§ STORED ROWS:

━━━

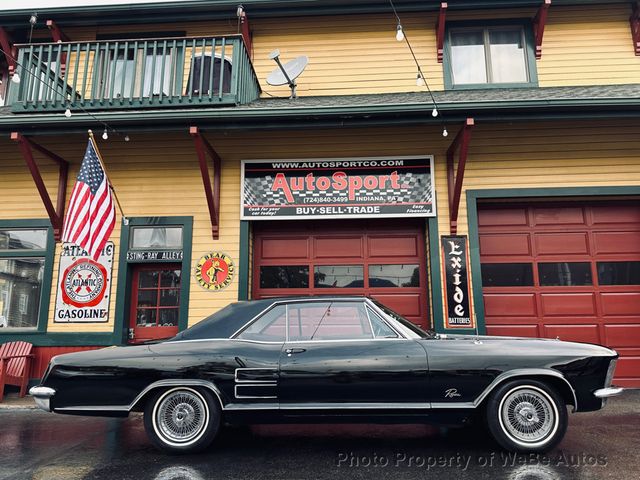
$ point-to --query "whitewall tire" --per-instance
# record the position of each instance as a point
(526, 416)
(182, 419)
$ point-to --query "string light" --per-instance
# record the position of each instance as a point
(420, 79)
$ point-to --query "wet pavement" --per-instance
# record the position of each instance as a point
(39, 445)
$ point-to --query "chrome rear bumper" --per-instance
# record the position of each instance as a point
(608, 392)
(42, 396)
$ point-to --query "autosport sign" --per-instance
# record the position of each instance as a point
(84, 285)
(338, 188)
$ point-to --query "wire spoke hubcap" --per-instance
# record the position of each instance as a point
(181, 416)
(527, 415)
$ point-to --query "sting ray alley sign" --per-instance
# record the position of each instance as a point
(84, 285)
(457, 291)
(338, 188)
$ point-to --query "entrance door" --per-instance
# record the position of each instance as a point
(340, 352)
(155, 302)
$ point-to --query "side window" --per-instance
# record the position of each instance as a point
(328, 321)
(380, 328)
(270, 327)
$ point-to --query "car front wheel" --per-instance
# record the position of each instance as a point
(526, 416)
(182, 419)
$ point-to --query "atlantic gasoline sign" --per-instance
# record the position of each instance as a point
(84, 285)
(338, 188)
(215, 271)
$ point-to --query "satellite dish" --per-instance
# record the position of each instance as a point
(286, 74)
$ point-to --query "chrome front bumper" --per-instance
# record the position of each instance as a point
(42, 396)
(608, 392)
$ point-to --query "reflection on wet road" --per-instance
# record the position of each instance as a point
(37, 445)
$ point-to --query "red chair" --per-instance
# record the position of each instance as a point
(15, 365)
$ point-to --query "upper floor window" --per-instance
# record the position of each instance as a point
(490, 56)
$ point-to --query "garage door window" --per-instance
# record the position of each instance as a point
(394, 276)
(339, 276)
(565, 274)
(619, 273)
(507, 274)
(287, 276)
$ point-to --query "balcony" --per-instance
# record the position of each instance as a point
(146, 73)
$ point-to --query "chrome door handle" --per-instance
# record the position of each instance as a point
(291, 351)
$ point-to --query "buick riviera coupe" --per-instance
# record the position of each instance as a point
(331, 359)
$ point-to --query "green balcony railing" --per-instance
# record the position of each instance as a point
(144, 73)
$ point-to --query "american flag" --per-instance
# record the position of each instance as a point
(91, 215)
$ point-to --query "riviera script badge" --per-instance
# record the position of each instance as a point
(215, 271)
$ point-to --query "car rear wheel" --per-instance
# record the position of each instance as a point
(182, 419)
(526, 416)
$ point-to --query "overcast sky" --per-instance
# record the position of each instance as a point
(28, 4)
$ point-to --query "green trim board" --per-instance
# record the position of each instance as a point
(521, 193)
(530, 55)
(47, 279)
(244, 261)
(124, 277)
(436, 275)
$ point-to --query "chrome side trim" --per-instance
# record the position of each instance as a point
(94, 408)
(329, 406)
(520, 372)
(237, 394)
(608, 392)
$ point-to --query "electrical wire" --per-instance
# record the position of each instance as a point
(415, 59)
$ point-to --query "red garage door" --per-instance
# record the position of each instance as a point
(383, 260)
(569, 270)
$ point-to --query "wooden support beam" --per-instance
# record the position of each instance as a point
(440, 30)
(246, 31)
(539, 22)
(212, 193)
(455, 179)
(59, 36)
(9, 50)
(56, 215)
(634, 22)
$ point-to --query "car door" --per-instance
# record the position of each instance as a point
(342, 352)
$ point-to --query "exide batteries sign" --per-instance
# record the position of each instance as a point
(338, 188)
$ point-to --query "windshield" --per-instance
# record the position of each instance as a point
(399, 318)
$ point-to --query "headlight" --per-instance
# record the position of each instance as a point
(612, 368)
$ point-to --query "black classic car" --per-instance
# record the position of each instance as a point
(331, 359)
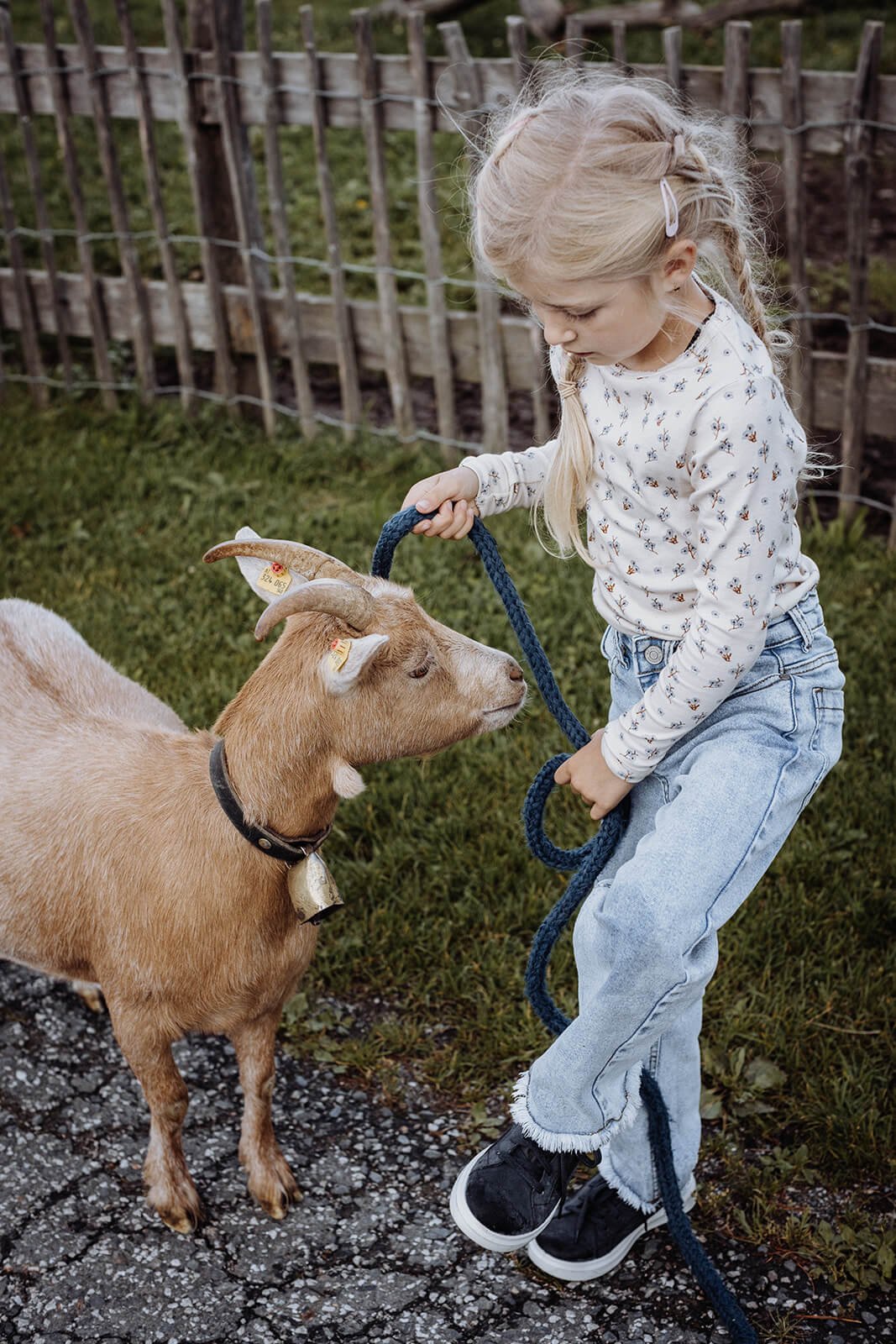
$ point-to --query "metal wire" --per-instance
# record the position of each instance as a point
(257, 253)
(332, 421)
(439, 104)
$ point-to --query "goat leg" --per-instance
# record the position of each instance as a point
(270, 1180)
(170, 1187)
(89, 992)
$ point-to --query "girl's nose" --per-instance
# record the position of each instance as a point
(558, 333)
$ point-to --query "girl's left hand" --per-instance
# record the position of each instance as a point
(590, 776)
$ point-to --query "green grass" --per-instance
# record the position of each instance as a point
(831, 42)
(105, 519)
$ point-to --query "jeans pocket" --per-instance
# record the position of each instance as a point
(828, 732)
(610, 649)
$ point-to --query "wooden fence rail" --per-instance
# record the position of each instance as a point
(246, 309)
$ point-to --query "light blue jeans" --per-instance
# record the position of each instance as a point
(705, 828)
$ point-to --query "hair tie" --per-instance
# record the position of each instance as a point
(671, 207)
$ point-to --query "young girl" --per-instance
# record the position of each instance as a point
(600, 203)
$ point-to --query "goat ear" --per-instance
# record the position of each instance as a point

━━━

Write out each line again precisely as it appears, skipping every picture.

$ point-to --query "whitewall tire" --per-instance
# record the position of each instance as a point
(526, 416)
(182, 419)
$ point-to --query "string light" --per-instance
# record the position of each instance as a point
(420, 79)
$ point-to --query "wet pavement" --per-instance
# record the position of each instance as a point
(39, 445)
$ point-to --query "chrome rear bumper" --per-instance
# record the position of each instance as a point
(608, 392)
(42, 396)
$ point-to --query "autosport sign" --per-instance
# record the position of each instance as a point
(84, 285)
(338, 188)
$ point-to --query "wire spoke hubcap" --per-instance
# record the position of each instance as a point
(181, 416)
(527, 415)
$ point-to --query "sting ray alley sign" --per-instance
# record the position of each instance as a point
(84, 285)
(457, 291)
(338, 188)
$ point-to --query "entrance door" --per-instance
# record the position of each instance as a point
(340, 352)
(155, 302)
$ point-to --query "side window" --per-instance
# record the position of each instance as a point
(328, 321)
(380, 328)
(270, 327)
$ point-to --query "car front wheel" --per-instance
# record the position of each instance as a point
(526, 416)
(182, 419)
$ point-to --query "atlantic gasoline sign" --per-instance
# record the position of each instance as a point
(84, 285)
(338, 188)
(215, 271)
$ point-to --query "satellite dish" --per-instance
# record the position of each instance as a point
(286, 74)
$ point-to --query "chrome front bumper" --per-instance
# record the position of each instance as a point
(42, 396)
(608, 392)
$ point-to --query "reflection on wet road" --per-instance
# record the position of each instance as a point
(37, 445)
$ point-to --query "red chair" --per-instance
# record the position of each instance as a point
(15, 365)
$ point-to --query "upper floor window" --per-instance
# record the position of each instance as a point
(490, 56)
$ point-to --query "garage door window" --per-instance
# record the position of each instance as a point
(394, 276)
(339, 276)
(565, 274)
(619, 273)
(507, 274)
(287, 276)
$ point-to --query "balcony" --per-instance
# record the position of each instance as a point
(146, 73)
$ point-to --query "chrome door handle" --per-instance
# record the position of each instance as a point
(291, 351)
$ point-to --query "buick riviera coupe" --per-instance
# record the position of each instance as a point
(331, 359)
$ point-to --query "green balcony railing" --per-instance
# record the position of each instance as a point
(144, 73)
$ point-to --query "american flag" --per-instance
# record the position of each instance as a point
(91, 215)
$ point-to --query "riviera script badge" --per-instance
# record the position of each instance as a point
(215, 271)
$ point-to --query "car rear wheel" --per-instance
# record the position of each instance as a point
(182, 419)
(526, 416)
$ point-to --query "overcast sky" --per-instance
# record the position of each instance as a point
(28, 4)
$ point-to --query "green trim board" --per-instance
# record the position of each instance as a point
(521, 193)
(530, 55)
(47, 279)
(244, 261)
(124, 277)
(436, 275)
$ point-to --query "chrome side trim" --per-instance
# record the position of each instance as a point
(94, 408)
(329, 406)
(520, 372)
(237, 394)
(608, 392)
$ point-to --query "electrical wire" --per-instance
# record the position of each instance as a point
(415, 59)
$ point-to --query "red garage door" --per-instance
# record the position of each instance as a point
(383, 260)
(569, 270)
$ point-to --query "wooden support beam" --per-instance
# record the position of each instance as a point
(440, 30)
(246, 31)
(539, 22)
(212, 193)
(455, 179)
(59, 36)
(9, 50)
(56, 215)
(634, 22)
$ point-to --query "car door" --per-instance
# record the position of each instance as a point
(342, 352)
$ point-to --query "exide batteries sign" --per-instance
# record the position of each instance as a point
(338, 188)
$ point-to --query "windshield" --per-instance
# record the position of each instance as a point
(399, 318)
$ point-to --query "headlight" --per-instance
# record the position of each instance as a point
(612, 368)
$ point-to --query "black classic car" --per-instance
# record the position of each instance as a point
(331, 359)
$ point-to --query "metal wire" --per-instance
# record the position of each instance as a point
(257, 253)
(332, 421)
(439, 104)
$ point-to --query "goat leg" --per-instance
# record the position of each instance as a point
(270, 1180)
(170, 1187)
(89, 992)
$ point-to --query "girl's nose" --per-instance
# record the position of each instance as a point
(558, 333)
$ point-to --query "girl's left hand" --per-instance
# record the position of each instance as a point
(590, 776)
$ point-to --query "green grass" --per-instance
# record the position of each instance as a point
(831, 42)
(105, 519)
$ point-to --query "jeans pocket" --per-instance
# record the position of each instance as a point
(828, 732)
(610, 649)
$ point-to --query "wooden fence rail" --per-instance
# record the position of each instance as a point
(246, 309)
$ point-to --query "light blue jeans" --per-instance
# record the position of each instance as a point
(705, 828)
$ point-to --query "hair tie" --per-instance
# record the position of each instance as a point
(671, 207)
$ point-to --query "young girl" --per-instance
# record the position of each instance as a point
(600, 203)
$ point-to --query "goat ear" --per-instance
# record the position of each instance as a point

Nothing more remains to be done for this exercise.